Rewrite the lines starting at the one containing "Please outline every instance of the red lipstick." and ending at the one containing "[[[32,391],[0,436],[0,553],[30,564],[43,523],[57,378]]]", replacing "red lipstick" with "lip gloss" and leaving everything else untouched.

Data for this task:

_ _ _ _ _ _ _

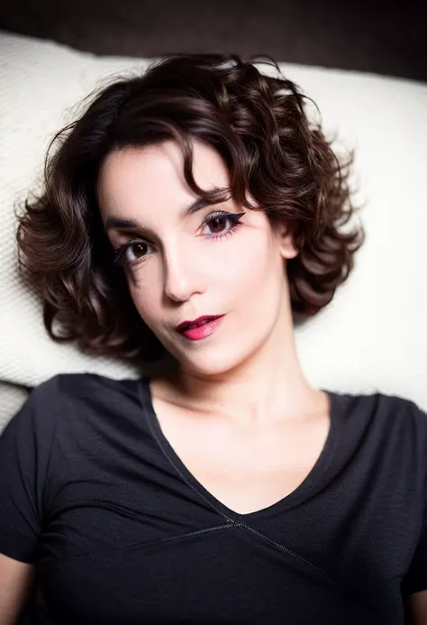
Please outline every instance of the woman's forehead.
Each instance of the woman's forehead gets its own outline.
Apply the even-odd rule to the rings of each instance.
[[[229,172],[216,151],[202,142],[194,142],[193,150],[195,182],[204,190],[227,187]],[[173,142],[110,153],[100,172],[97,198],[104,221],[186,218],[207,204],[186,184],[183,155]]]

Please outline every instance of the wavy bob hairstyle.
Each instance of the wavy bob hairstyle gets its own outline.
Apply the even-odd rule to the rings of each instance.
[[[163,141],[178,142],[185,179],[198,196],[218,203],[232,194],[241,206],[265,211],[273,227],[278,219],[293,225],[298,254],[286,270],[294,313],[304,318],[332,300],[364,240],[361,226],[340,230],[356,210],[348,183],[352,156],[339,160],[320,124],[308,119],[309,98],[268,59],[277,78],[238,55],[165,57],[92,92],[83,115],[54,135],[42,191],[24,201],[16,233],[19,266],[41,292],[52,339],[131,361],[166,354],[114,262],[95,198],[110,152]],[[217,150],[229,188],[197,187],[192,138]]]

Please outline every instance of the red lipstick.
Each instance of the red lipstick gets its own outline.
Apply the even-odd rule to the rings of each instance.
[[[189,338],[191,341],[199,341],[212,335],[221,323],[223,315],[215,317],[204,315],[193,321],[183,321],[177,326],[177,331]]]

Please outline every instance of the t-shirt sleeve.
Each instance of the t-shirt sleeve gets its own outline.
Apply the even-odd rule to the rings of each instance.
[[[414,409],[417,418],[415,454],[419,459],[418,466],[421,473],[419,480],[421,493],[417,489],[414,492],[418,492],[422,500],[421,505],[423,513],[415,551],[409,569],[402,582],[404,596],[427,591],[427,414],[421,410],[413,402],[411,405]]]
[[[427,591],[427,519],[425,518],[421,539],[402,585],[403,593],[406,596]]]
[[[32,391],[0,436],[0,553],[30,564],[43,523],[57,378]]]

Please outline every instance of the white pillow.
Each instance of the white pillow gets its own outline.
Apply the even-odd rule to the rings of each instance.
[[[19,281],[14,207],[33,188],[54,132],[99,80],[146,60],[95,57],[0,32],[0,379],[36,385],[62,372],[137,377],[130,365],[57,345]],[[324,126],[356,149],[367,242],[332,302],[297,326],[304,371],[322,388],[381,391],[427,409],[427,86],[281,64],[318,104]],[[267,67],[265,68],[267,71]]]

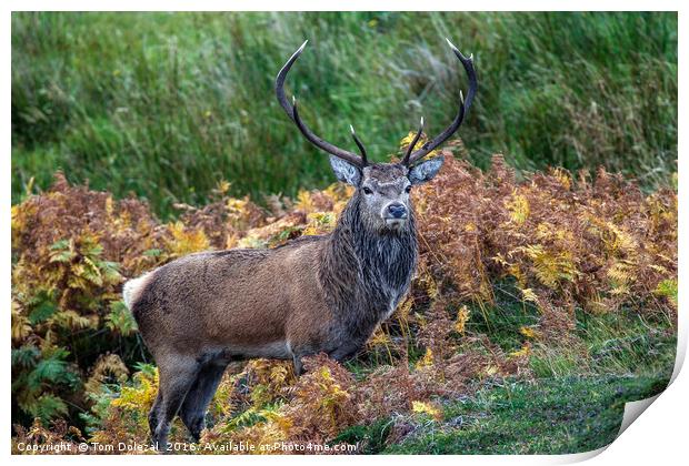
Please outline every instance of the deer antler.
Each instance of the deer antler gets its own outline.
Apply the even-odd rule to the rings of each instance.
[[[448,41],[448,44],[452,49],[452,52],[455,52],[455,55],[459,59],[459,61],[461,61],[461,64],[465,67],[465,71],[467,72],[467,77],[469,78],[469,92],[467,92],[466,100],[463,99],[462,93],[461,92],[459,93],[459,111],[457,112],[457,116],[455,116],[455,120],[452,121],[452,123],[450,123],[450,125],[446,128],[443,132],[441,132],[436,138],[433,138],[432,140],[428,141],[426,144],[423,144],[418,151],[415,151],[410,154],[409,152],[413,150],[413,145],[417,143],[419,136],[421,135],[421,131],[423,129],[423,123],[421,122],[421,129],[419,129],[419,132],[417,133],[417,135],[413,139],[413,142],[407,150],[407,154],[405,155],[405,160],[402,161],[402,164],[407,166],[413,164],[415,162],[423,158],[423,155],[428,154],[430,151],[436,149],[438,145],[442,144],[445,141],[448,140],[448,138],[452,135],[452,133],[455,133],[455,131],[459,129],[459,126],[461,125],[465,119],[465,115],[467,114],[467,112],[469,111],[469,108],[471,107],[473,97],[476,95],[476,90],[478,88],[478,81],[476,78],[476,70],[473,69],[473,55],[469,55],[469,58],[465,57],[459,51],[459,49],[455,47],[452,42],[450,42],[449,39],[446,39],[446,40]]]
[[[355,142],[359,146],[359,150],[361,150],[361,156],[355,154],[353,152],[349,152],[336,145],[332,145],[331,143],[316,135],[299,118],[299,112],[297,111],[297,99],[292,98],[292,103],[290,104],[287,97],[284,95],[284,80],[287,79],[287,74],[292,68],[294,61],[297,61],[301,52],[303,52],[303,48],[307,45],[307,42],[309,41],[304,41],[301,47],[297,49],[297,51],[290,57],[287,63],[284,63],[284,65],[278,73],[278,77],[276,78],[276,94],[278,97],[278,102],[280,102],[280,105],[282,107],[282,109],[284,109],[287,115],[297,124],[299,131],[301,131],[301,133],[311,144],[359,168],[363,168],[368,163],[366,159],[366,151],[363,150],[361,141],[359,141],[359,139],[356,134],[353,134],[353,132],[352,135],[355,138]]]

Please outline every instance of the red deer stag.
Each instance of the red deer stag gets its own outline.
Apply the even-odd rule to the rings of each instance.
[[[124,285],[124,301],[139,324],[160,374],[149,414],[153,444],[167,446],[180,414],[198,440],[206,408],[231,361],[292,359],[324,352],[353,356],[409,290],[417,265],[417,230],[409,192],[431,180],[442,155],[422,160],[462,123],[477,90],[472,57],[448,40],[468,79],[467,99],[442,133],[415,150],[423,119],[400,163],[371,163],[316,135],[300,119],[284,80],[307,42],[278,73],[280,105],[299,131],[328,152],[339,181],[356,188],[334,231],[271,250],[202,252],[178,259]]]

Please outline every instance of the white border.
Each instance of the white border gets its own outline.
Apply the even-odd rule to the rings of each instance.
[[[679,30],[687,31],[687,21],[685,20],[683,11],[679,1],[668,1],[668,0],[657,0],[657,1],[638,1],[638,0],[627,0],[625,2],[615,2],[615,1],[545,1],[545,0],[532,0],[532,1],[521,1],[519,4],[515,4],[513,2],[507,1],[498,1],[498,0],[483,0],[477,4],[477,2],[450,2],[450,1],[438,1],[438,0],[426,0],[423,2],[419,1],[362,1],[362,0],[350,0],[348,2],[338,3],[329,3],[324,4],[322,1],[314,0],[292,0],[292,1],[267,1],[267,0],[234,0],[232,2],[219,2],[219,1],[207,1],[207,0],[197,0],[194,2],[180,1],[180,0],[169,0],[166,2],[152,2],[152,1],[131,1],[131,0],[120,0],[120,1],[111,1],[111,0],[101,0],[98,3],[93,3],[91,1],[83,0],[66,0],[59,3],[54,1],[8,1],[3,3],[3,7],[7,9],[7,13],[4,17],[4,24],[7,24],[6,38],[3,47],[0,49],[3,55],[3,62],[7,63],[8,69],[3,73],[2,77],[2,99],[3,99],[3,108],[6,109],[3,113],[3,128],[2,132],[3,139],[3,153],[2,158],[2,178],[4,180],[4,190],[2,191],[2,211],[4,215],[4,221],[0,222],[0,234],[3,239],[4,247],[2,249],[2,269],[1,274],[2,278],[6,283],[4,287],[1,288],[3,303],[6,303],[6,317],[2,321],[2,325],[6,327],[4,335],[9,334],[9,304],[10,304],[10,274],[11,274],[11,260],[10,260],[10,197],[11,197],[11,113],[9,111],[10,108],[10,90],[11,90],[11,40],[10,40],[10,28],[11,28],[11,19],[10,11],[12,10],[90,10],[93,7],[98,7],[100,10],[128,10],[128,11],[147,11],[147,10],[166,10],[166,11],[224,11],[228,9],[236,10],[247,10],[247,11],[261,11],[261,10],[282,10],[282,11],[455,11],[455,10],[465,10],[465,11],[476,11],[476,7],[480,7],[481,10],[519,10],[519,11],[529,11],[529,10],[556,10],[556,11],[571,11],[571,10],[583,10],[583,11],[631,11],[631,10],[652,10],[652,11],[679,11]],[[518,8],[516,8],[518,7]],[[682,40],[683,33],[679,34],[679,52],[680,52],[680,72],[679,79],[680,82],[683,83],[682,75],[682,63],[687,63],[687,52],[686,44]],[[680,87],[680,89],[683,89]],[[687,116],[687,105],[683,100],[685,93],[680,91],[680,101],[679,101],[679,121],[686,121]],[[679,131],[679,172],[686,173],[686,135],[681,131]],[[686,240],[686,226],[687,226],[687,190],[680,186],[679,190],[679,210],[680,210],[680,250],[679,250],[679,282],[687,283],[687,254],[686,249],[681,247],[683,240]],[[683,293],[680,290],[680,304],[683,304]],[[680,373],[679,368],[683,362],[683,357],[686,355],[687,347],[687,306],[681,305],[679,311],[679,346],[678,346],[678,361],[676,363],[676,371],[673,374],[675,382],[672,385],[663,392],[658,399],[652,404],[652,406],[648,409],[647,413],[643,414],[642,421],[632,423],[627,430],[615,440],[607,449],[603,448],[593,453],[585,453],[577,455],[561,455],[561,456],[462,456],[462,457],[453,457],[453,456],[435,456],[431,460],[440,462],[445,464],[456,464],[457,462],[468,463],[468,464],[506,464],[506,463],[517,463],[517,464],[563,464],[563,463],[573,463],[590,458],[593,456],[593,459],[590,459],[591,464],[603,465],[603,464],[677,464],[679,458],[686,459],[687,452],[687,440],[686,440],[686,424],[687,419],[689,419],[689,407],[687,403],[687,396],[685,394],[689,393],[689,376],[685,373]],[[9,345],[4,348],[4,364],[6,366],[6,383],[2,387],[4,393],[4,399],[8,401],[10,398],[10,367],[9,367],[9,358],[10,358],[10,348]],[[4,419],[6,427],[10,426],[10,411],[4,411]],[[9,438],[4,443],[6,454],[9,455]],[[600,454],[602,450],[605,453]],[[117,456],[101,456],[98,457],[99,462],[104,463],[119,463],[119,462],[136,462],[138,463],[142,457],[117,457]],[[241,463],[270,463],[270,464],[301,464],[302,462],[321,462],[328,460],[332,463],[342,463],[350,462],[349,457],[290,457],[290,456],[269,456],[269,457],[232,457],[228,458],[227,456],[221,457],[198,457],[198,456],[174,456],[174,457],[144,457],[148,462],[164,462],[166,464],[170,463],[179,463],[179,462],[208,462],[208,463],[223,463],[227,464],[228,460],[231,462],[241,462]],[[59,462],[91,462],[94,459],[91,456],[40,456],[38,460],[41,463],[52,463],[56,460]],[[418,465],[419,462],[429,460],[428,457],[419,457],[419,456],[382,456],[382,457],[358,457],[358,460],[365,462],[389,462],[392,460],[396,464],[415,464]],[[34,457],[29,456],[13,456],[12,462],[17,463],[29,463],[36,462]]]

_ _ _ _ _ _ _

Answer to this exercise:
Please outline every instance of the lip gloss.
Each instance of the lip gloss gets its own outline.
Apply the even-odd rule to the rings of each instance.
[[[189,338],[191,341],[199,341],[212,335],[221,323],[223,315],[215,317],[204,315],[193,321],[183,321],[177,326],[177,331]]]

Please outline every instance of the t-shirt sleeve.
Each instance of the t-shirt sleeve gets its own outline.
Apply the even-odd rule to the rings of each instance.
[[[414,409],[417,418],[415,454],[419,459],[418,466],[421,473],[419,480],[421,493],[417,489],[414,492],[418,492],[422,500],[421,505],[423,513],[415,551],[409,569],[402,582],[404,596],[427,591],[427,414],[421,410],[413,402],[411,405]]]
[[[427,591],[427,519],[425,518],[421,539],[402,585],[403,593],[406,596]]]
[[[32,391],[0,436],[0,553],[30,564],[43,523],[57,378]]]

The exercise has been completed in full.